• **What to do**:
Copy the stretch of the 666 Park Avenue episode review from "Last time we" through "as a storyline.", swapping "storyline" for "plot thread".

• **Source excerpt**:
Saturday, February 16, 2013

666 Park Avenue: The Comfort of Death (1.10)

Let's talk about pacing. 666 Park Avenue premiered in September a lightweight supernatural thriller with a pulpy, reasonably strong premise. But it quickly became one of those shows that never knew when to pursue or retreat from arc-driven storytelling, ABC presumably wanting a series that could play as a standalone anthology show as well as a serialized drama. Because that always works out. In the end, however, like so many of those hybrid shows, the standalone elements were primarily weak, while the major story arcs were dragged out to such an extent that it became easy to drift away from 666 itself.

Which brings us to The Comfort of Death, the first episode to air following ABC's decision to pull it from Sunday nights. Pacing is a major point here, as there seems to be an immediate flood of momentum this week, as if the writers realized that slow, precise plotting just can't work for a show like this one. As convoluted as something like American Horror Story gets, it at least deserves credit for acknowledging that burning through story works wonders for this kind of genre.

Last time we saw these guys, the long-thought-dead Sasha Doran had been exposed as shady media consultant Laurel Harris, and here we see something of a family reunion -- only with Sasha being all Machiavellian and awkward, the motive for faking her death still up in the air. There's a surprisingly little amount of family dysfunctional here, which frustrates, the bulk of Doran-related screentime given to Henry's city council aspirations. This arc is an area in which 666 hasn't improved, since it's very much about delaying tactics instead of anything concrete or focused. Henry, too, is an issue, since he's never been an active participant in any of it. He's always blathered and seemed sort of uninterested in it all, more than willing to get swept up in political intrigue instead of pursuing it on his own terms. It's made it pretty dull as a storyline.

A similar feeling is definitely present in the Jane story, but it at least features the plot moving forward in some capacity, even if it's still being depicted in the exact same way it always has. Here Jane discovers that she needs to release the spirit of her ancestor's babysitter (the one that got sacrificed in that flashback vision quest) in order to halt the Drake's wacky karmic voodoo, sending her down another road of exposition and spooky CGI. There are some interesting aspects to this, including the sudden ambiguity given to Detective Cooper, but it's annoying that the show never found a way to present all of it in a way that didn't just involve Jane wandering around with a flashlight. It's sort of Ringer-ish, a vacant blonde drifting between clues that she just happens to stumble upon. At least we have an actual villain now, a member of the Order of the Dragon cult who reappears in Manhattan following a kooky skin-peel party. That was kind of cool.

• **Material shown**:
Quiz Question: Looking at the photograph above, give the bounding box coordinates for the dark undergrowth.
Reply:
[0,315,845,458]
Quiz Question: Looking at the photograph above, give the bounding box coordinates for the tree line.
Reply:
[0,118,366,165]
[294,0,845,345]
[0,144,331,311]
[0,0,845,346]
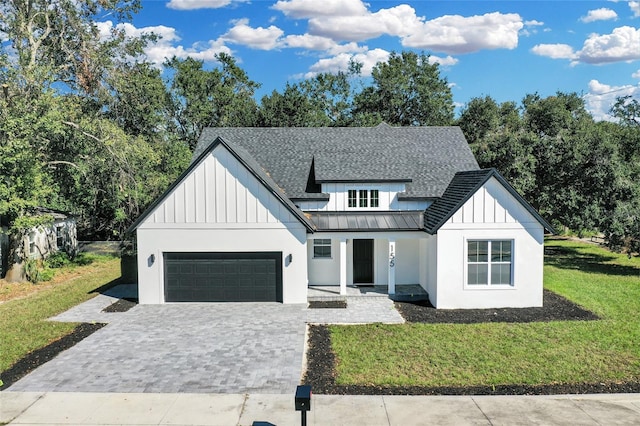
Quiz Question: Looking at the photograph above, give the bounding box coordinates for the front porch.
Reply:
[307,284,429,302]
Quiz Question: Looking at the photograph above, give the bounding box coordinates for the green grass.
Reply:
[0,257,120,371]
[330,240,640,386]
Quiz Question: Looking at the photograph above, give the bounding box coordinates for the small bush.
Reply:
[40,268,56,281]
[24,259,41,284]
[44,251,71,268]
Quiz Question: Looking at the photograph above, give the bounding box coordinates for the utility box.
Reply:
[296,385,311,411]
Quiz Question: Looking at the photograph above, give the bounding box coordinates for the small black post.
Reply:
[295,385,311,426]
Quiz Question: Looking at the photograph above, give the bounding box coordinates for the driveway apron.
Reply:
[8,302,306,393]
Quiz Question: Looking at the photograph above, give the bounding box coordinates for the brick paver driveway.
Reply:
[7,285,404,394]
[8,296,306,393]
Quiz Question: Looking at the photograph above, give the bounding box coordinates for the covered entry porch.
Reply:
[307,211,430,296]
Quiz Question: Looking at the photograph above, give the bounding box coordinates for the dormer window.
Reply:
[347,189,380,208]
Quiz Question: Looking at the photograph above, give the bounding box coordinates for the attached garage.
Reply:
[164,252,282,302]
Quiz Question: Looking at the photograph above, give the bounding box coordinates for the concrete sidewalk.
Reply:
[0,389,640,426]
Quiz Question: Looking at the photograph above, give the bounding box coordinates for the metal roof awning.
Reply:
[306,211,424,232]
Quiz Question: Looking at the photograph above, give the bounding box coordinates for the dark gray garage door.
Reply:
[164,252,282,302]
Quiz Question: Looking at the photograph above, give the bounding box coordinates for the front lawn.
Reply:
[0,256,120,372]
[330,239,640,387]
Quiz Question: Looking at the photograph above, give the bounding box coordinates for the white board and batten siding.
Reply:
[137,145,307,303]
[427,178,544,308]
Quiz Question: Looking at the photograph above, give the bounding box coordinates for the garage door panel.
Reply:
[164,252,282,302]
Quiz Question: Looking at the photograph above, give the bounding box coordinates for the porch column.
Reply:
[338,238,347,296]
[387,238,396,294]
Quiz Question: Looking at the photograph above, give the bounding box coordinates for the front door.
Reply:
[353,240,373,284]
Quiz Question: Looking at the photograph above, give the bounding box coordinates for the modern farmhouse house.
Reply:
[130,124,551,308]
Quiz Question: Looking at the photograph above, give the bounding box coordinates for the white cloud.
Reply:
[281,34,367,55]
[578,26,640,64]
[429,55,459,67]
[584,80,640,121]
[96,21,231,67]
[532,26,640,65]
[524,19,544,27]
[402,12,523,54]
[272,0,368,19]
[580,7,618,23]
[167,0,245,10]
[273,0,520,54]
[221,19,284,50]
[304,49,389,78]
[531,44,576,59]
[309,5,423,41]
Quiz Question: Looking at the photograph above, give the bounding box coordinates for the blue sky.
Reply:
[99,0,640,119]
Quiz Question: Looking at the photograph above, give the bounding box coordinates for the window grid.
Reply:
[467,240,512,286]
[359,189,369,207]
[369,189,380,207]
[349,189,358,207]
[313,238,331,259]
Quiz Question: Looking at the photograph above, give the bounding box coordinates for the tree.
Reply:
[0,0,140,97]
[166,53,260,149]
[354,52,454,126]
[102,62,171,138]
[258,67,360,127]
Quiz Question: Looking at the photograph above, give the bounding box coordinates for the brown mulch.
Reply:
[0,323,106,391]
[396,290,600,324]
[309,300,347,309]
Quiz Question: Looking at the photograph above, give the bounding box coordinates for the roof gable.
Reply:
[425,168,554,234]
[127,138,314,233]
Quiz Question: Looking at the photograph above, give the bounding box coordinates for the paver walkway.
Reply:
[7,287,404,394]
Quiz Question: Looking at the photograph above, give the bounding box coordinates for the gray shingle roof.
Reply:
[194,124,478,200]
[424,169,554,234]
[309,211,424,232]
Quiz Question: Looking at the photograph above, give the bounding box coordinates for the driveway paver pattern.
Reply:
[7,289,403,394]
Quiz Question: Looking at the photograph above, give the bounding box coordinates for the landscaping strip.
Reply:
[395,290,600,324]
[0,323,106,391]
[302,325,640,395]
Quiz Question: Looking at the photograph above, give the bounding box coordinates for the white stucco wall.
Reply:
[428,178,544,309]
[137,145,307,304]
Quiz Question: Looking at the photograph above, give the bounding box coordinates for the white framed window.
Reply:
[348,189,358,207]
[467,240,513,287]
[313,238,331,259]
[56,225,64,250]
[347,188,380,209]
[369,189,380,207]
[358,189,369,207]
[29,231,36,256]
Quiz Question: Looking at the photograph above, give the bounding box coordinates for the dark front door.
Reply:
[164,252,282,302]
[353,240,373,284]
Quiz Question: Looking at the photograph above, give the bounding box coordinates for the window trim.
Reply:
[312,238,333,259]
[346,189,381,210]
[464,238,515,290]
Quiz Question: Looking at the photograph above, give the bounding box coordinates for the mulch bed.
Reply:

• **Solved exercise**:
Last time we saw these guys, the long-thought-dead Sasha Doran had been exposed as shady media consultant Laurel Harris, and here we see something of a family reunion -- only with Sasha being all Machiavellian and awkward, the motive for faking her death still up in the air. There's a surprisingly little amount of family dysfunctional here, which frustrates, the bulk of Doran-related screentime given to Henry's city council aspirations. This arc is an area in which 666 hasn't improved, since it's very much about delaying tactics instead of anything concrete or focused. Henry, too, is an issue, since he's never been an active participant in any of it. He's always blathered and seemed sort of uninterested in it all, more than willing to get swept up in political intrigue instead of pursuing it on his own terms. It's made it pretty dull as a plot thread.